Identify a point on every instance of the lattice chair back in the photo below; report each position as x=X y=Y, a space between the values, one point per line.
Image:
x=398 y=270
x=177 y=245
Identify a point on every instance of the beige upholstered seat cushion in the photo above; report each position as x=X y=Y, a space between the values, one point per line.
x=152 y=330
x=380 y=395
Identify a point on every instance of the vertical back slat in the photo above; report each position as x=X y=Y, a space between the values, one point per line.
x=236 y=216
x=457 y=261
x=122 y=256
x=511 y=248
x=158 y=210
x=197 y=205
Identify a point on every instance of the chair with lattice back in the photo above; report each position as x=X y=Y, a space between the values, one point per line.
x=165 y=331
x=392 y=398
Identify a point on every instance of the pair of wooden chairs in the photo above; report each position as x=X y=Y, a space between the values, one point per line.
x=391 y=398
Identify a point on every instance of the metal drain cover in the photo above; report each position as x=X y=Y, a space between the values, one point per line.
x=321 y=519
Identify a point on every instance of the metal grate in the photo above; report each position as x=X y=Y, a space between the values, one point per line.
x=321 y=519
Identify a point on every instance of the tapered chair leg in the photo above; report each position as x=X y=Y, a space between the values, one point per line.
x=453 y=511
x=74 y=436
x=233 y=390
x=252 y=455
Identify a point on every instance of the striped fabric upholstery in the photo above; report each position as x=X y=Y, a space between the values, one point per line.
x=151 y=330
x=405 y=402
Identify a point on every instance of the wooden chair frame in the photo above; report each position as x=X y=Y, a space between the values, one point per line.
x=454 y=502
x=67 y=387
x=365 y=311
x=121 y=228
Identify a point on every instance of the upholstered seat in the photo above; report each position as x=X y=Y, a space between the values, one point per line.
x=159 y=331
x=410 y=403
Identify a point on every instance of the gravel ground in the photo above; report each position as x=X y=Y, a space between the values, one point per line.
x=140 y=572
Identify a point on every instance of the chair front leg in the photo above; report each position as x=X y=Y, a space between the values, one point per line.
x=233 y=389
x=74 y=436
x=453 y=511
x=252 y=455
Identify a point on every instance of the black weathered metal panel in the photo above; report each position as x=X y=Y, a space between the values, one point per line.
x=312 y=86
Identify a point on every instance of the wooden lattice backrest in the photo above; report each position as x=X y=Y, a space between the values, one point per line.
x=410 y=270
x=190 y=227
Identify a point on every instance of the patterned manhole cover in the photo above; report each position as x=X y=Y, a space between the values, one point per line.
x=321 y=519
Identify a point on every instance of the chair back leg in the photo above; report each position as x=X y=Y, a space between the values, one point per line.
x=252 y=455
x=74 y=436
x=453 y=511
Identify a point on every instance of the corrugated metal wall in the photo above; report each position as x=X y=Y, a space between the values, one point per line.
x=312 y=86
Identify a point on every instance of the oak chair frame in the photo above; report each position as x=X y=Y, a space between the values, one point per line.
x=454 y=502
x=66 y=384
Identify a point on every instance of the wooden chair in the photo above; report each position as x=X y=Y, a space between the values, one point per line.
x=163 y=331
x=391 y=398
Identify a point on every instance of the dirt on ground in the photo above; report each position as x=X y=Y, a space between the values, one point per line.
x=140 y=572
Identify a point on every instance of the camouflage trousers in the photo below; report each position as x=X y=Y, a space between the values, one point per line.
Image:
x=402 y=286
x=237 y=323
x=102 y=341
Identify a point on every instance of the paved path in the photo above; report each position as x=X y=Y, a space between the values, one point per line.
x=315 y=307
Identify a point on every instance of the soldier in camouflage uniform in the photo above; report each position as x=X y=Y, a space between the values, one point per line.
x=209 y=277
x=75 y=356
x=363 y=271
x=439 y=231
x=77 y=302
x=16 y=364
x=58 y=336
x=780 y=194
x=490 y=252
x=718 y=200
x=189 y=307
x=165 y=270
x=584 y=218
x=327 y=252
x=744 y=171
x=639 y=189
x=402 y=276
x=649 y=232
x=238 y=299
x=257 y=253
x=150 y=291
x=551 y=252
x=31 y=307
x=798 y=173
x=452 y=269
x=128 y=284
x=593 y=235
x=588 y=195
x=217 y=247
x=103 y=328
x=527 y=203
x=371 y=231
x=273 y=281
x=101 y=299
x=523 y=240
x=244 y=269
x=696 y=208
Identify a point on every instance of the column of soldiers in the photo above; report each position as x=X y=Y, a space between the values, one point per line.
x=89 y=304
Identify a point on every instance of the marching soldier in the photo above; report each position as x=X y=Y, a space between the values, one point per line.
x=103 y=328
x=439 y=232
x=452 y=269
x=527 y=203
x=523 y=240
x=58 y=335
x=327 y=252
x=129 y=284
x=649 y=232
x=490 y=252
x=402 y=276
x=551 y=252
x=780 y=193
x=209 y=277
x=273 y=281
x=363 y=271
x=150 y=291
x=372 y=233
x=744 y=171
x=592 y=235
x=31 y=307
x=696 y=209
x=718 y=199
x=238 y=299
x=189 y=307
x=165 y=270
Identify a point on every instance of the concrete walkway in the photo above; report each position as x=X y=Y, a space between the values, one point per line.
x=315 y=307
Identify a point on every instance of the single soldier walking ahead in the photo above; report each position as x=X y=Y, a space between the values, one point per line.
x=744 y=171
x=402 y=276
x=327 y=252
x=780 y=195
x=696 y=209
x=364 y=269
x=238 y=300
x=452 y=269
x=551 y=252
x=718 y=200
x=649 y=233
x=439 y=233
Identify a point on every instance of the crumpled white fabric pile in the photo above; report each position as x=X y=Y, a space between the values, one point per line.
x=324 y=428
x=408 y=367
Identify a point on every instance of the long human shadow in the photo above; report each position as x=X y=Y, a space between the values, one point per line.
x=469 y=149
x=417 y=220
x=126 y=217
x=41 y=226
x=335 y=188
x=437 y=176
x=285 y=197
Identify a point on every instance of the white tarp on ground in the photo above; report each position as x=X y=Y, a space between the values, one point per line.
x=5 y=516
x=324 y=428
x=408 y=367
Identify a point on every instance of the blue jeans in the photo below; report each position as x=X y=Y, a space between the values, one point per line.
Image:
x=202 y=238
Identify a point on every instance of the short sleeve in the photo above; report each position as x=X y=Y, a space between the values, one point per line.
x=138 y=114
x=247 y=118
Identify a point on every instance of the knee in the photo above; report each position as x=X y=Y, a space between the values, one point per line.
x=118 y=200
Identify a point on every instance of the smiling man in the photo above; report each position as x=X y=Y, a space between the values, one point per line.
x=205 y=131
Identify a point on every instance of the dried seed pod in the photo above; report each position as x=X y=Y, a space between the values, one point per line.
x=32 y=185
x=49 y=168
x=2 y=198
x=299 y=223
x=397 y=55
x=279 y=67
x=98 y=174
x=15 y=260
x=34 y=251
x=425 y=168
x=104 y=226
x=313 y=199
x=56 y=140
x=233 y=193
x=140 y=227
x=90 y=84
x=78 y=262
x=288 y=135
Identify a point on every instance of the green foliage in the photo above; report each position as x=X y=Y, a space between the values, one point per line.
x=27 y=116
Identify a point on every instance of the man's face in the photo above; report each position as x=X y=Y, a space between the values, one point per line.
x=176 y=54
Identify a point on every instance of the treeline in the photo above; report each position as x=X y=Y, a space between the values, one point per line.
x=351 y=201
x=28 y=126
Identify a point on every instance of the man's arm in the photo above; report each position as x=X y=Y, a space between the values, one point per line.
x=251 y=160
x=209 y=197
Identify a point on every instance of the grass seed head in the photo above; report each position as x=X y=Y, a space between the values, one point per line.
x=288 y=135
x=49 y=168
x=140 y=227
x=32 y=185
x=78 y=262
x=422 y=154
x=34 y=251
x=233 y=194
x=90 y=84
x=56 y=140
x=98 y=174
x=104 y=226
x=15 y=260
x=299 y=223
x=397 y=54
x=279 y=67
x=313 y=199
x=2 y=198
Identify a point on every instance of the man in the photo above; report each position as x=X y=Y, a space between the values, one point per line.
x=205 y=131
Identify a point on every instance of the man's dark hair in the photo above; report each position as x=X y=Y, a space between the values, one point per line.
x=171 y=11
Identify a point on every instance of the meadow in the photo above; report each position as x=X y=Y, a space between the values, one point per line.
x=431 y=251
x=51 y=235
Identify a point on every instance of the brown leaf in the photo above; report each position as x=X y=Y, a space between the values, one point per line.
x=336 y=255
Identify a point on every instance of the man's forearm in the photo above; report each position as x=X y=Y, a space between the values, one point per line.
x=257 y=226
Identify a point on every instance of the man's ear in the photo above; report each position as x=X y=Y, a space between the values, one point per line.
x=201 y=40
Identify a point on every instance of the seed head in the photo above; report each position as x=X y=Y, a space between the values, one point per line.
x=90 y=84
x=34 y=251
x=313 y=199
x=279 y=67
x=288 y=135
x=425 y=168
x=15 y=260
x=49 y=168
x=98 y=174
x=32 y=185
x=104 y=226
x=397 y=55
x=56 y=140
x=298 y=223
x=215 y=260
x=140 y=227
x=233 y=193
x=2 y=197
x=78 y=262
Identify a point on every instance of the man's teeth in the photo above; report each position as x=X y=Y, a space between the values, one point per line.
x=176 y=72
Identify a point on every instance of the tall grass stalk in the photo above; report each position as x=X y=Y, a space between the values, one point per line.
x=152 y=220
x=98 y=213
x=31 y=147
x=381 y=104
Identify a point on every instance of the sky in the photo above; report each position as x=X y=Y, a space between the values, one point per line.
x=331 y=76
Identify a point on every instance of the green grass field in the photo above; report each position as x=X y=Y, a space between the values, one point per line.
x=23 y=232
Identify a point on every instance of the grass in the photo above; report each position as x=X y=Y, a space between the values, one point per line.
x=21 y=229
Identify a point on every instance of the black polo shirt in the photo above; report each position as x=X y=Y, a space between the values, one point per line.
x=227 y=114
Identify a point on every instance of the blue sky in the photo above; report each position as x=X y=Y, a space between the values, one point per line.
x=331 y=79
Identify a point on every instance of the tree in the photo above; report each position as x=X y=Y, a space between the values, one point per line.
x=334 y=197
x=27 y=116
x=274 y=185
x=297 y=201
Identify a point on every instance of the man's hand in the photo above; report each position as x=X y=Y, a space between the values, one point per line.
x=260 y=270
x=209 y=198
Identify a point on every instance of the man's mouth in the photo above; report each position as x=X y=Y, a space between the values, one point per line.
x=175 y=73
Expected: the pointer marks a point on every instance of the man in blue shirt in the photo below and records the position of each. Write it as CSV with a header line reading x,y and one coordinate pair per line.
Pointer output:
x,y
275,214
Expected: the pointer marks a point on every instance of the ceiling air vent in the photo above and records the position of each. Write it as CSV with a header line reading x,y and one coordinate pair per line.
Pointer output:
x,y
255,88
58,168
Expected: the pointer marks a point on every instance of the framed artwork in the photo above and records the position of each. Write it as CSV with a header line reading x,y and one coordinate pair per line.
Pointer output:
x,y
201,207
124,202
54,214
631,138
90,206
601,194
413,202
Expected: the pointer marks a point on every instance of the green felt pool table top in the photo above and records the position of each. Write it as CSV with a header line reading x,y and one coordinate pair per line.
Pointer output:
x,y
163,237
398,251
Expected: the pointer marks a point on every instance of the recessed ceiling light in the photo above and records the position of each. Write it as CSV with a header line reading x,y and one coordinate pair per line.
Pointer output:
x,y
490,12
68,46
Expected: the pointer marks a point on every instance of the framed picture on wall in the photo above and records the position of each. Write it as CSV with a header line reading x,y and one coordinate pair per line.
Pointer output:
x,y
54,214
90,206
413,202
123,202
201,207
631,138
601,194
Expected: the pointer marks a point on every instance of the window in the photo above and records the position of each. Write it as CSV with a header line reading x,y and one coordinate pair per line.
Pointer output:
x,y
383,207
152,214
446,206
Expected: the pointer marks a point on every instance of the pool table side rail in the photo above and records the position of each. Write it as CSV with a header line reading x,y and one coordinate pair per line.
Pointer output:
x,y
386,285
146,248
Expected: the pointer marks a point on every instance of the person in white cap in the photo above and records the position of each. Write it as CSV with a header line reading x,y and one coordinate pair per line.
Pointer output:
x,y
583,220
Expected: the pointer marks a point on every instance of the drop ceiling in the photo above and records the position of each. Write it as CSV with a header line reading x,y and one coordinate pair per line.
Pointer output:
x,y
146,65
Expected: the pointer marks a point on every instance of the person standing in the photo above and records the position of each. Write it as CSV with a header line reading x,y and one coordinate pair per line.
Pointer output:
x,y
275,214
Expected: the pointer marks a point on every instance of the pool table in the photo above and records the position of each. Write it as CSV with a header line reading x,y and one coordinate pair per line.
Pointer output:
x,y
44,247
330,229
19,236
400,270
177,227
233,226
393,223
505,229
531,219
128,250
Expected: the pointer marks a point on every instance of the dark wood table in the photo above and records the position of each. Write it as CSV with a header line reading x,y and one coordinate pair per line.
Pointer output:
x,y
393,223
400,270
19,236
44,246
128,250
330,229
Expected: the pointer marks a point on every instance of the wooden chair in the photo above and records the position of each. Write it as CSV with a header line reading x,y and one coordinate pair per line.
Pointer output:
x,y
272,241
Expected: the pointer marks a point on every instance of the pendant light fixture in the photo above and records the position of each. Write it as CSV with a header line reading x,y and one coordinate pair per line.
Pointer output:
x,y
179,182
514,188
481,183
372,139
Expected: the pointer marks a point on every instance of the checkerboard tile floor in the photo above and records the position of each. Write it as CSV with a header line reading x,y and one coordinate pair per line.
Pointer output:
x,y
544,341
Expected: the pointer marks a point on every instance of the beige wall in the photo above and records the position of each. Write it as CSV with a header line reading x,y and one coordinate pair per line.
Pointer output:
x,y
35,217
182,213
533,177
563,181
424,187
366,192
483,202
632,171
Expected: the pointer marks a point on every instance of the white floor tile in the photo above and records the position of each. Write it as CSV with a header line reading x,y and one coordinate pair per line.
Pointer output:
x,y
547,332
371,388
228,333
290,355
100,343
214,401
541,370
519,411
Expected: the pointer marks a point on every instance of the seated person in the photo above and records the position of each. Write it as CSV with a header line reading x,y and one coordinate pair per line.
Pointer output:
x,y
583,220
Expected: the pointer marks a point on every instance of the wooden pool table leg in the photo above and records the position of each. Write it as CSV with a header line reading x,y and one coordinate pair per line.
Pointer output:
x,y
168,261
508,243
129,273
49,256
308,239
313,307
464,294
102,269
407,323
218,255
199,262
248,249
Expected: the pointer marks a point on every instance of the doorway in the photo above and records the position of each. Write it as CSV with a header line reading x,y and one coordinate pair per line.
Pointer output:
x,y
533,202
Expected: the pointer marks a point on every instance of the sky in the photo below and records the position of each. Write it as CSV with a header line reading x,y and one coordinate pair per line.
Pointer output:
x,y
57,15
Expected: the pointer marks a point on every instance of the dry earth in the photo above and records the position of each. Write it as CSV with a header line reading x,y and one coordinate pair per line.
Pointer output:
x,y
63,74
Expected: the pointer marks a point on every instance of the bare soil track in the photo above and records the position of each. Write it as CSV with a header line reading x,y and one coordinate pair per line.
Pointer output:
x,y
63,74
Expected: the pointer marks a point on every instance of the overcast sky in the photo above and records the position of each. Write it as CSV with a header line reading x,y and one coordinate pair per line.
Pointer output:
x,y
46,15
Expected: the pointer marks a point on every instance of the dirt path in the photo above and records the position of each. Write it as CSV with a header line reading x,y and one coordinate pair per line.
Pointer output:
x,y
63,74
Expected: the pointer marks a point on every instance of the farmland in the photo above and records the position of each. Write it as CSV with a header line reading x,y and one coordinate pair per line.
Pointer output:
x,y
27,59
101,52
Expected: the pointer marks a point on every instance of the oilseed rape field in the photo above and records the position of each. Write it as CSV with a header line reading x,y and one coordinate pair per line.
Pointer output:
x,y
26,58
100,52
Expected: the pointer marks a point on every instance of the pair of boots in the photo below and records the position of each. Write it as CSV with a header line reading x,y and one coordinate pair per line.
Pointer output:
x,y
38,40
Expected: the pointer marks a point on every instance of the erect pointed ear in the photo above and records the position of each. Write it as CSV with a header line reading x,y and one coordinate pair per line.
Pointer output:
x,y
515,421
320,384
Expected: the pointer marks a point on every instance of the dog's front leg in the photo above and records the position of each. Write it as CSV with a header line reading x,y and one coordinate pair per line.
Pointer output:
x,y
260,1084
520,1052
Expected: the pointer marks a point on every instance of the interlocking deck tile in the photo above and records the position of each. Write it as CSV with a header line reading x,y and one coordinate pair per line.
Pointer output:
= = = =
Job:
List the lines of the items as a numbered list, leaving out any blank lines, taking the stretch from the line containing "Identify a point on every instance of the chair with" through the line containing "x=392 y=398".

Answer to this exercise:
1. Identify a point on every instance of the chair with lattice back in the photo above; report each position as x=X y=Y, a space between the values, one point per line.
2. x=165 y=331
3. x=392 y=398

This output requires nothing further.